● Problem details
From the line that contains "[pin] child sitting" to the last line of the records below, retype each line exactly; leave out everything else.

● Records for the exercise
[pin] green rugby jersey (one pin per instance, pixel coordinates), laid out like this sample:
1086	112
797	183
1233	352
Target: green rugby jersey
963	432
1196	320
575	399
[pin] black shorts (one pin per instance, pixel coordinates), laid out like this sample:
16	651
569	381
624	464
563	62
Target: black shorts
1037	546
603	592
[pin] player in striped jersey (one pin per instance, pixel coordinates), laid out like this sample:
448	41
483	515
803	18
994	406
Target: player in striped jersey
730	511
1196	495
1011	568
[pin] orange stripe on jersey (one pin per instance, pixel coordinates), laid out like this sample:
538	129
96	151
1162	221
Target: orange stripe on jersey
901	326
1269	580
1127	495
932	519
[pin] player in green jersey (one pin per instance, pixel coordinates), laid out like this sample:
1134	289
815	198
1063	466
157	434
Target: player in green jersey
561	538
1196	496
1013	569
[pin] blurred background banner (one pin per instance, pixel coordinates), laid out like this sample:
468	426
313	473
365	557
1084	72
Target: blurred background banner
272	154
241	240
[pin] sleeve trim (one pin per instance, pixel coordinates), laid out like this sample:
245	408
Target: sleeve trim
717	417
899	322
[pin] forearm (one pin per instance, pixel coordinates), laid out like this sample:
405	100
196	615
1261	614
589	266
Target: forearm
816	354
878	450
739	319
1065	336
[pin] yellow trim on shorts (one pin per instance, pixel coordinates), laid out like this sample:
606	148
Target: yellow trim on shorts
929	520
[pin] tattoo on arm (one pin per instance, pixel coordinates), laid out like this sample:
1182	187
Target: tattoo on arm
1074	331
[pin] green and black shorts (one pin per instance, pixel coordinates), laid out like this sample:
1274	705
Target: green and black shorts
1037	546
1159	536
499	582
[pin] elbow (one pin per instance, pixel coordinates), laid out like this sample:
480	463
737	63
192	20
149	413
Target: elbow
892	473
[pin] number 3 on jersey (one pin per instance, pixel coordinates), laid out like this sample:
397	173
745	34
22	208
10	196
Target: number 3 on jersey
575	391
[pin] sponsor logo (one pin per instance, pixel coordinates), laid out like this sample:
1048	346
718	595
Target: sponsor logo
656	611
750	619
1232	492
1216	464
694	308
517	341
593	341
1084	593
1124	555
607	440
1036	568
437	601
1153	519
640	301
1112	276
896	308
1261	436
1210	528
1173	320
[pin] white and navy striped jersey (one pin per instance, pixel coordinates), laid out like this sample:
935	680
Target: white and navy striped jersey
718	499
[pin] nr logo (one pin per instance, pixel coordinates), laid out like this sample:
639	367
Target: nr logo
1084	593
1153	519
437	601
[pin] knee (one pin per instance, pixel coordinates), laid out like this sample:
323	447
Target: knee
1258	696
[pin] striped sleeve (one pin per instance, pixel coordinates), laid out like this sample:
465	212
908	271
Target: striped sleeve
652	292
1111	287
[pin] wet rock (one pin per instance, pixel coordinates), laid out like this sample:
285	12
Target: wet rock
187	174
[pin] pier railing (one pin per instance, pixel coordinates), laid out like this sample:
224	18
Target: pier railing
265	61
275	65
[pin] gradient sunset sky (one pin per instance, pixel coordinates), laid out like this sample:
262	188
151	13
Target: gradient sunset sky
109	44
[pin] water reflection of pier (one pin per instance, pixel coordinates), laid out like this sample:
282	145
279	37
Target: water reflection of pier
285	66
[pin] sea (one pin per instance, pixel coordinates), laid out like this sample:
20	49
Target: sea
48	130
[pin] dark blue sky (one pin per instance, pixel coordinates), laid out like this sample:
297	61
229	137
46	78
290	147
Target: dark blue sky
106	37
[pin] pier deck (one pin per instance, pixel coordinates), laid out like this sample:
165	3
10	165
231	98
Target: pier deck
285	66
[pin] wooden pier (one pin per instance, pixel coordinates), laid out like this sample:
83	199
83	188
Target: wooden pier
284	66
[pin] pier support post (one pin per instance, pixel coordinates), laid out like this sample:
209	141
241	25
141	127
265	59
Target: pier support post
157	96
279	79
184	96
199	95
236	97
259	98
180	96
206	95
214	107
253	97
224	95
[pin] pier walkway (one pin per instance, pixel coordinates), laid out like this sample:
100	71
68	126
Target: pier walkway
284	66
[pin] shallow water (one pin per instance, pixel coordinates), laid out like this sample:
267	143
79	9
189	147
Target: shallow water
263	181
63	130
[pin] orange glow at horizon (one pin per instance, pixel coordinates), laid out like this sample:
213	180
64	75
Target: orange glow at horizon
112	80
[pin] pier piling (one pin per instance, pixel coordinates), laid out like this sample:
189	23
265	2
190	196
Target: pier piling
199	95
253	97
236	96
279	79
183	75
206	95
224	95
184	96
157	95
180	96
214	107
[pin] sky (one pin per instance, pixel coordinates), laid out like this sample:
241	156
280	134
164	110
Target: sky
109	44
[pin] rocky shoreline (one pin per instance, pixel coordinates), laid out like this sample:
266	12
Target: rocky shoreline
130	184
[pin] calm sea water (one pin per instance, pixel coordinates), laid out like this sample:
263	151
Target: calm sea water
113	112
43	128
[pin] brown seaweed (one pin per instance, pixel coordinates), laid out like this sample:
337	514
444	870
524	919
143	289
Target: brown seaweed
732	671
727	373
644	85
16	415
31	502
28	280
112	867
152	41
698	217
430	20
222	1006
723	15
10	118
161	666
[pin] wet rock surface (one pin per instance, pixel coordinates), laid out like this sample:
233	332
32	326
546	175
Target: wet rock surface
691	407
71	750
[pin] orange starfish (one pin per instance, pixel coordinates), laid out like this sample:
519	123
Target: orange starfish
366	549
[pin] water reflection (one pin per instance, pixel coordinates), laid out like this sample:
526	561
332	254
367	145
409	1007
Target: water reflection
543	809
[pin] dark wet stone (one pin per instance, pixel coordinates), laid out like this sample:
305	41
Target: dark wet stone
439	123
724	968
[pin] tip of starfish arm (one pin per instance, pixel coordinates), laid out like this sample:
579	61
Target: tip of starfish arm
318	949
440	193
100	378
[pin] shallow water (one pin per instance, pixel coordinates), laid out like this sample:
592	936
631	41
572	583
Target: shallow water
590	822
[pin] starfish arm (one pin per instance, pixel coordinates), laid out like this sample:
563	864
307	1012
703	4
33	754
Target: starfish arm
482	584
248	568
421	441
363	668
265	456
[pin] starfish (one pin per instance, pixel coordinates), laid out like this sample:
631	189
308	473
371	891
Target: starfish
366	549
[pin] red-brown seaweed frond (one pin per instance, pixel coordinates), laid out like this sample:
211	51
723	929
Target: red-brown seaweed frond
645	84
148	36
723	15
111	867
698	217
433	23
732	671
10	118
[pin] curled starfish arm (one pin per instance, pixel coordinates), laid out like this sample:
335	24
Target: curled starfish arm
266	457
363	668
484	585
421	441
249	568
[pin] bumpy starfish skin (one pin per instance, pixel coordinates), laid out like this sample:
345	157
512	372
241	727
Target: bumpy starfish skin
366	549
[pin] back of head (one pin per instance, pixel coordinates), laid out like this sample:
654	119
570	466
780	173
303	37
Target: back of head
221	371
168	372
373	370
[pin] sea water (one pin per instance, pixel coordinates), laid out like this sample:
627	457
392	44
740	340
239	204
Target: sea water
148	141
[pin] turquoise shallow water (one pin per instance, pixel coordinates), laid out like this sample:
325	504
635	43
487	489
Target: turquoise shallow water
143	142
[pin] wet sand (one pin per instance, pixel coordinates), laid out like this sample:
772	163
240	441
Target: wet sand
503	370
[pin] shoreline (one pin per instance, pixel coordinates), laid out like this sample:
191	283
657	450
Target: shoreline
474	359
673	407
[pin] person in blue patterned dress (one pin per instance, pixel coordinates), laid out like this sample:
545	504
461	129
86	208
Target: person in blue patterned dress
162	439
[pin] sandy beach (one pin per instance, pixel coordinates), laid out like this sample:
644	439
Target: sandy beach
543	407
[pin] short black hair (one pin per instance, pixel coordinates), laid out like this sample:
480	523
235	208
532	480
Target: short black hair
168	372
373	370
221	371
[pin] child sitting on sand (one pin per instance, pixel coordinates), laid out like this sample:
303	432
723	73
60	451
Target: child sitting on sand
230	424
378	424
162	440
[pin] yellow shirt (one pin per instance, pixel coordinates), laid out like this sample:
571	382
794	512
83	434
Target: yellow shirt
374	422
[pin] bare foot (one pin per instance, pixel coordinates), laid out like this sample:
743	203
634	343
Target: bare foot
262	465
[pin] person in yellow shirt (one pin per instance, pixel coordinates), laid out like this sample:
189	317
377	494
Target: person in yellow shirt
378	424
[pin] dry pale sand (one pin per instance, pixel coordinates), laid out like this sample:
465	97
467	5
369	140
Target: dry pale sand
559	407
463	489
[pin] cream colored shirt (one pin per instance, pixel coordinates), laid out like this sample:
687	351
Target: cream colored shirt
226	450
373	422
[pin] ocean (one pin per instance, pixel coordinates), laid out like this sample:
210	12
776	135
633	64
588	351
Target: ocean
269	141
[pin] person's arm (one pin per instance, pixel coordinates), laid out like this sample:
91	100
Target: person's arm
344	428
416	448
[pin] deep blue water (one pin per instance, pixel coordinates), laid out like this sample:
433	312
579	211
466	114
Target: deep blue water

● Answer space
[pin] child sitting on sand (one pin per instance, pixel coordinates), laid out like this sample:
303	432
723	73
60	451
Target: child sitting on sand
230	424
378	424
162	440
[pin] yellow shirt (one pin per instance, pixel coordinates), laid out like this sample:
571	382
794	512
83	434
Target: yellow shirt
374	422
[pin] bare foot (one pin per instance, pixel coordinates), laid out like this sample:
743	203
634	343
Target: bare foot
262	465
[pin] person in yellow shirt (one pin per instance, pixel coordinates), laid out like this sample:
189	317
377	494
Target: person in yellow shirt
378	424
[pin] dry pale sand (one pin per instance, pixel coordinates), laid out like this sample:
465	97
467	5
369	140
Target: dry pale sand
559	407
463	489
[pin] cream colored shirt (one pin per instance, pixel coordinates), laid out like this sample:
687	351
Target: cream colored shirt
226	450
373	422
[pin] ocean (one pin per instance, pixel coordinates), laid out like this sample:
210	12
776	135
633	64
588	351
Target: ocean
269	141
[pin] person's arm (one pin per instance, pixel coordinates), laid out like this sample:
91	100
Target: person's arm
344	428
416	448
[pin] deep blue water (one pin per instance, pixel coordinates), laid out like this sample:
433	312
579	211
466	114
Target: deep blue water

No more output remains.